**WORK INSTRUCTIONS**
Return exactly the lines from the start of the records below through the line containing "201L267 202L255 213L245", both ends included, and leave out the pictures.

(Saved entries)

------------------------------------------------

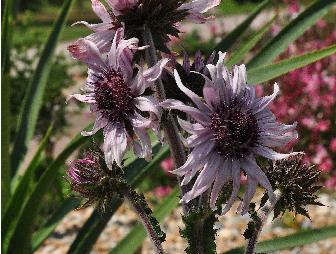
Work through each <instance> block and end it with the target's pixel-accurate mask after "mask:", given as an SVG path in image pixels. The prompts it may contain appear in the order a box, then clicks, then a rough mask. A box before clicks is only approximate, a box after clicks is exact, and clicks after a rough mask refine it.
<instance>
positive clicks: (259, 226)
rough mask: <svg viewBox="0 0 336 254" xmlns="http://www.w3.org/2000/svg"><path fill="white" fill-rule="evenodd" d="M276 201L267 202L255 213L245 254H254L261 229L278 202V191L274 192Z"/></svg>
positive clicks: (254, 252) (245, 251)
mask: <svg viewBox="0 0 336 254" xmlns="http://www.w3.org/2000/svg"><path fill="white" fill-rule="evenodd" d="M275 196H276V200H275V201H274V202H273V203H270V202H267V203H266V204H265V205H264V206H263V207H262V208H261V209H260V210H259V211H258V213H257V217H256V219H255V221H254V223H255V230H254V232H253V233H252V236H251V237H250V238H249V240H248V243H247V246H246V250H245V254H254V253H255V248H256V245H257V242H258V239H259V236H260V233H261V231H262V228H263V226H264V224H265V222H266V220H267V218H268V216H269V215H270V213H271V212H272V211H273V209H274V206H275V204H276V203H277V202H278V200H279V199H280V197H281V193H280V191H279V190H276V191H275Z"/></svg>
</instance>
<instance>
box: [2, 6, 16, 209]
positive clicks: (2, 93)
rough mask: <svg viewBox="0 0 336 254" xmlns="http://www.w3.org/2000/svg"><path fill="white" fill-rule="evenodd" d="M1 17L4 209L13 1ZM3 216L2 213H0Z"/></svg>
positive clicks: (9, 110) (3, 195)
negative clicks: (10, 48) (9, 67)
mask: <svg viewBox="0 0 336 254" xmlns="http://www.w3.org/2000/svg"><path fill="white" fill-rule="evenodd" d="M3 7H4V8H3V13H2V15H1V207H2V209H5V208H6V206H7V205H8V200H9V198H10V196H11V191H10V157H9V143H10V127H9V126H10V109H9V98H10V90H9V89H10V87H9V86H10V80H9V53H10V45H11V37H12V27H13V26H12V23H13V16H14V15H13V1H12V0H6V1H4V5H3ZM1 216H3V213H1Z"/></svg>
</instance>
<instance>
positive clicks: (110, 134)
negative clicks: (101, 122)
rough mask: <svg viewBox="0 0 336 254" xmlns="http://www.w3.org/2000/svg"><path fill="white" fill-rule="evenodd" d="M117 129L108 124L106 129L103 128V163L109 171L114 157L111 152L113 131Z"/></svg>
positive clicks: (114, 131) (111, 125)
mask: <svg viewBox="0 0 336 254" xmlns="http://www.w3.org/2000/svg"><path fill="white" fill-rule="evenodd" d="M116 128H117V127H116V126H115V125H114V124H112V123H110V124H109V125H107V127H105V128H104V144H103V151H104V156H105V162H106V165H107V167H108V168H109V169H112V165H113V161H114V155H113V151H112V137H113V135H114V132H115V129H116Z"/></svg>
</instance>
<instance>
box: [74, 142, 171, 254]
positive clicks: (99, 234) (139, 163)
mask: <svg viewBox="0 0 336 254" xmlns="http://www.w3.org/2000/svg"><path fill="white" fill-rule="evenodd" d="M159 149H160V145H159V144H157V145H155V146H154V147H153V153H154V154H156V153H157V154H156V155H155V156H154V158H153V160H152V161H151V162H149V163H146V162H145V161H144V160H143V159H136V160H134V161H133V162H131V163H129V165H128V166H127V167H126V169H125V177H126V179H127V181H128V182H129V184H130V185H131V186H133V187H137V186H138V185H139V184H140V183H141V181H143V179H144V178H145V177H146V176H148V174H150V173H151V172H153V170H155V169H156V167H157V166H158V165H159V163H160V162H161V161H162V160H163V159H164V158H166V157H167V156H168V154H169V150H168V148H167V147H164V148H163V149H162V150H161V151H158V150H159ZM111 203H112V204H111V210H110V211H109V212H107V213H105V214H103V215H101V214H99V212H98V211H97V210H95V211H94V212H93V213H92V215H91V216H90V217H89V219H88V220H87V221H86V222H85V224H84V226H83V227H82V228H81V230H80V231H79V232H78V235H77V237H76V239H75V241H74V242H73V243H72V245H71V247H70V249H69V251H68V253H69V254H86V253H90V252H91V250H92V247H93V245H94V244H95V242H96V241H97V239H98V237H99V235H100V234H101V232H102V231H103V230H104V228H105V227H106V225H107V223H108V222H109V220H110V219H111V217H112V216H113V214H114V213H115V212H116V211H117V209H118V208H119V207H120V206H121V204H122V201H121V200H120V199H118V198H114V199H113V200H112V202H111Z"/></svg>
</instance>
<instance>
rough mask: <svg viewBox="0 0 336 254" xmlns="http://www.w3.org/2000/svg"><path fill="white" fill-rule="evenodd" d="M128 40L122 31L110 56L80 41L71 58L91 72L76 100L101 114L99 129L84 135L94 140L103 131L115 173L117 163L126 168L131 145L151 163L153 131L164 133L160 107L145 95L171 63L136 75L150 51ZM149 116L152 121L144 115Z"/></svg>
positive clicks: (168, 60) (156, 64)
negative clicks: (142, 56) (137, 58)
mask: <svg viewBox="0 0 336 254" xmlns="http://www.w3.org/2000/svg"><path fill="white" fill-rule="evenodd" d="M123 37H124V30H123V28H119V29H118V30H117V31H116V34H115V36H114V39H113V42H112V45H111V49H110V51H109V53H108V54H101V52H100V51H99V49H98V47H97V46H96V45H95V44H94V43H93V42H92V41H90V40H87V39H80V40H78V41H77V42H76V44H74V45H70V46H69V47H68V50H69V52H70V53H71V55H72V56H73V57H74V58H75V59H78V60H80V61H82V62H84V63H86V64H87V65H88V68H89V69H88V77H87V83H86V85H85V87H84V88H83V92H84V94H74V95H71V96H70V98H75V99H77V100H79V101H81V102H85V103H88V104H89V105H90V110H91V112H93V113H95V114H96V121H95V123H94V126H93V129H92V130H91V131H88V132H87V131H83V132H82V135H84V136H91V135H93V134H95V133H96V132H97V131H98V130H100V129H103V134H104V145H103V151H104V154H105V161H106V164H107V166H108V167H109V168H112V164H113V162H114V161H115V162H116V163H117V165H118V166H119V167H121V166H122V159H123V156H124V154H125V152H126V151H127V150H128V148H129V147H130V146H131V147H133V150H134V152H135V154H136V155H137V156H138V157H142V158H146V159H147V160H149V159H150V158H151V156H152V145H151V141H150V137H149V135H148V133H147V129H149V128H150V129H153V131H154V132H155V133H159V129H158V128H159V119H160V108H159V107H158V104H157V103H156V101H155V99H154V98H153V97H150V96H141V95H142V94H143V93H144V92H145V90H146V88H148V87H150V86H152V85H153V83H154V82H155V80H157V79H158V78H159V77H160V75H161V73H162V69H163V68H164V66H165V65H166V64H167V62H168V61H169V60H168V59H166V58H164V59H162V60H160V61H159V62H158V63H157V64H156V65H154V66H153V67H152V68H150V69H147V70H143V68H142V67H141V66H138V67H137V68H138V71H137V72H136V73H135V66H133V64H132V60H133V54H134V53H135V52H136V51H137V50H141V49H144V48H145V47H138V42H139V40H138V39H136V38H131V39H128V40H124V39H123ZM144 112H146V115H149V118H147V117H144V116H143V113H144Z"/></svg>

------------------------------------------------

**RESPONSE BOX**
Work through each <instance> block and end it with the target's pixel-accurate mask after "mask:", given as an SVG path in image pixels. The prompts it may contain appear in the order a box, then clicks, then a rough mask. A box before clicks is only approximate, a box after clicks is exact, and clicks after a rough mask refine it.
<instance>
positive clicks: (259, 226)
rough mask: <svg viewBox="0 0 336 254" xmlns="http://www.w3.org/2000/svg"><path fill="white" fill-rule="evenodd" d="M276 201L267 202L255 213L245 254H254L261 229L278 202V191L274 192Z"/></svg>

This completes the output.